- Activity -
When you come to the line with "[pin] buddha's hand -- one per line", begin repeating; continue exactly through the final line of the records and include nothing from before.

- Supplied material -

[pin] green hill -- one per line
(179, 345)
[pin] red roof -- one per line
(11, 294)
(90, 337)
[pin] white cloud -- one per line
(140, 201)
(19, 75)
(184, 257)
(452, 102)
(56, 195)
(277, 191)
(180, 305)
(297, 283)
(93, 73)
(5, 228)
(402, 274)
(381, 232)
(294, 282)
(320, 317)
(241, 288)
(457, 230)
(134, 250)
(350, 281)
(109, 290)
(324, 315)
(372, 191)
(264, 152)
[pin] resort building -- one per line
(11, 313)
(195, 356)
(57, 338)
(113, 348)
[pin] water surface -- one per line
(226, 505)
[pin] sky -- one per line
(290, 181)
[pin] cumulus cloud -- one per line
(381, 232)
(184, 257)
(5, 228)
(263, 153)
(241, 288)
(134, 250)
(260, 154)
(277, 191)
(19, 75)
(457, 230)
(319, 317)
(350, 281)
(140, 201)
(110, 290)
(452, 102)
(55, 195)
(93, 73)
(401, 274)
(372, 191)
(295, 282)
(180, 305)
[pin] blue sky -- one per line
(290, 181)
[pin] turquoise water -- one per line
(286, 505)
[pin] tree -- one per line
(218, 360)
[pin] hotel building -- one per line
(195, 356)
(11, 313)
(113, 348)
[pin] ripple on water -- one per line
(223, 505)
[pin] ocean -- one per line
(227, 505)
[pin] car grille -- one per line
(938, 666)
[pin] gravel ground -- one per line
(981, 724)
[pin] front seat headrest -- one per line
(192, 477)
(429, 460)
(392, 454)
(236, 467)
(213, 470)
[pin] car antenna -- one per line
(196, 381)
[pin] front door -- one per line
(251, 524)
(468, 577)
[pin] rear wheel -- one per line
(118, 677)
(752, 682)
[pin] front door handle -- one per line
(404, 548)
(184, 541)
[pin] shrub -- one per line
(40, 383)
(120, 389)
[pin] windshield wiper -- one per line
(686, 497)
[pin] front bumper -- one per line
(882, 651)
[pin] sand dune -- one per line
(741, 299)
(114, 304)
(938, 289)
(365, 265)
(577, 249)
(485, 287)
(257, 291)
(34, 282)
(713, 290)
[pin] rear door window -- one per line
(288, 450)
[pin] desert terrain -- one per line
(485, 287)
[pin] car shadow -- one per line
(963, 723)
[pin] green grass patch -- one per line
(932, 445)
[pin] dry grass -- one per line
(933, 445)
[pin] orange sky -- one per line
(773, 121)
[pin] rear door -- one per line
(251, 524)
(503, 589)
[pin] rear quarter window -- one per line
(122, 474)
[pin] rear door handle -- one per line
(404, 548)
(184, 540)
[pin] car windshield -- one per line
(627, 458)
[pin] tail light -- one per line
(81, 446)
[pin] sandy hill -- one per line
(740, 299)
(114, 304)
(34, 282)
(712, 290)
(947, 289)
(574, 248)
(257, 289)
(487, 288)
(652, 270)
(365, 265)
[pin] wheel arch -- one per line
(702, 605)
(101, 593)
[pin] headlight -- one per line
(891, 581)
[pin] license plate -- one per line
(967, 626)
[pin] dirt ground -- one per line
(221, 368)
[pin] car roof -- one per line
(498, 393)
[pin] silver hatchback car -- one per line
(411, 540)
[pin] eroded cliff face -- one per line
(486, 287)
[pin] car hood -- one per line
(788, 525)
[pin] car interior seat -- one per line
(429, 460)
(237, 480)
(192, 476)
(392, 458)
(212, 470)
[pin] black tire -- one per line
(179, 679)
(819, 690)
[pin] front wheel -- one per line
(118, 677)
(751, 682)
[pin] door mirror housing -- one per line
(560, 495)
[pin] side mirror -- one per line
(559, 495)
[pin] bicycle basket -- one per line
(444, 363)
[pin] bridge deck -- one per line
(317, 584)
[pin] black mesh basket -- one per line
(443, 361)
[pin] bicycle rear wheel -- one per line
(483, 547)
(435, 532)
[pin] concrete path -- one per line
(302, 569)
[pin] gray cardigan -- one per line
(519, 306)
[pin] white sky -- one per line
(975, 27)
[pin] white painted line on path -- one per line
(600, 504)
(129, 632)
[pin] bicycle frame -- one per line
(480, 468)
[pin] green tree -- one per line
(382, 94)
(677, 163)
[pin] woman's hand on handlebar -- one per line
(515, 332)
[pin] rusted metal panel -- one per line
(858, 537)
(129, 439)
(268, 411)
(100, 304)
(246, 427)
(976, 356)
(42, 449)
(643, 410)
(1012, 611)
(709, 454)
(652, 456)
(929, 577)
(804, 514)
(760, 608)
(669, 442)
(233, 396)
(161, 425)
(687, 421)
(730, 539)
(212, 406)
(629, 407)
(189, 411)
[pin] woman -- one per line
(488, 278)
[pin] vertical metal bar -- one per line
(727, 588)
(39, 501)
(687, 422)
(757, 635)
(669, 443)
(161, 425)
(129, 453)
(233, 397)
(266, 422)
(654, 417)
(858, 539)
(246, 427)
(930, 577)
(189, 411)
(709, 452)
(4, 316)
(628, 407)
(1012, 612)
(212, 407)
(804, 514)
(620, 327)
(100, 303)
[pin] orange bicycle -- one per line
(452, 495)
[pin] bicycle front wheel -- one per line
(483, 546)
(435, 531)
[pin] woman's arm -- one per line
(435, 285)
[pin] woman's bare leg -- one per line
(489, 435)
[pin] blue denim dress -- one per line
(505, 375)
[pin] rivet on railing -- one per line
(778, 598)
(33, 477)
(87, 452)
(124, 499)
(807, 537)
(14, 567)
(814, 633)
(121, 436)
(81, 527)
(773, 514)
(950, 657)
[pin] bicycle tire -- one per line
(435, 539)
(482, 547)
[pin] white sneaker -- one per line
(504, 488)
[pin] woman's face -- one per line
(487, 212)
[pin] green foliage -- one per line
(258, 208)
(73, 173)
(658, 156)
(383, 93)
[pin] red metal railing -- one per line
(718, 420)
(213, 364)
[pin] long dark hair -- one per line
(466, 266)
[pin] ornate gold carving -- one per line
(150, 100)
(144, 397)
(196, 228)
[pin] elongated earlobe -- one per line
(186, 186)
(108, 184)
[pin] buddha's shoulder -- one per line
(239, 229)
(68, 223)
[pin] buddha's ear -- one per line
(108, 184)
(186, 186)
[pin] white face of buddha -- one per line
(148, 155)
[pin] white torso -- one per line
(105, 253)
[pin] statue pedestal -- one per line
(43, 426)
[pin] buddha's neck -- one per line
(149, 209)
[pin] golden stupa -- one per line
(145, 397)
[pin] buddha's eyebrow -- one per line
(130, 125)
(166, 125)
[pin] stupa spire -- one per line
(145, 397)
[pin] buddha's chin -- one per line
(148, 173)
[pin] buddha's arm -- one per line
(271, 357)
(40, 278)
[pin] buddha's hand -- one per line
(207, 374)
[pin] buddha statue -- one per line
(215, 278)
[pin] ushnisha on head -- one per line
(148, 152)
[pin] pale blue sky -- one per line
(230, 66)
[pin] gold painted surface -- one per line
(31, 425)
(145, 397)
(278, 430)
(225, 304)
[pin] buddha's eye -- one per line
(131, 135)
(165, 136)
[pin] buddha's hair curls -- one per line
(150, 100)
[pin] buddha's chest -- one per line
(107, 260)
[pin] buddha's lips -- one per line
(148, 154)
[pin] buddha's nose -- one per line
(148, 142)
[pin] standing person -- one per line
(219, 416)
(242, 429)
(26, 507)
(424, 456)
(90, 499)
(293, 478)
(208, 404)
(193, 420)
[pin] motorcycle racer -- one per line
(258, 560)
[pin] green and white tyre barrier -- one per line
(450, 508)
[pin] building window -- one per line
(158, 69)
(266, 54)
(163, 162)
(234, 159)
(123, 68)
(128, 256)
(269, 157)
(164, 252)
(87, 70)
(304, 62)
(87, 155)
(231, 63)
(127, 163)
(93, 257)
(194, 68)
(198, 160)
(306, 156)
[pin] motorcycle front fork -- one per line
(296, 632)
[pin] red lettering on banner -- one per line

- Expected answer -
[pin] buddha's hand -- one per line
(207, 374)
[pin] buddha statue -- one per line
(215, 278)
[pin] ushnisha on head -- one per line
(148, 152)
[pin] pale blue sky -- one per line
(230, 66)
[pin] gold painted surface -- one per line
(31, 425)
(145, 397)
(278, 430)
(225, 304)
[pin] buddha's eye -- one per line
(131, 135)
(165, 136)
[pin] buddha's hair curls -- one per line
(150, 100)
[pin] buddha's chest -- one per line
(107, 260)
[pin] buddha's lips -- one per line
(148, 154)
[pin] buddha's nose -- one per line
(148, 142)
[pin] standing person -- one per line
(219, 416)
(242, 429)
(26, 507)
(424, 456)
(90, 499)
(293, 478)
(208, 404)
(193, 420)
[pin] motorcycle racer -- one per line
(258, 560)
[pin] green and white tyre barrier -- one per line
(450, 508)
[pin] building window -- one per line
(158, 69)
(266, 54)
(163, 162)
(234, 159)
(123, 68)
(128, 256)
(269, 157)
(164, 252)
(87, 70)
(304, 62)
(87, 155)
(231, 63)
(127, 163)
(93, 257)
(194, 68)
(198, 160)
(306, 156)
[pin] motorcycle front fork -- one per line
(296, 632)
[pin] red lettering on banner -- one per line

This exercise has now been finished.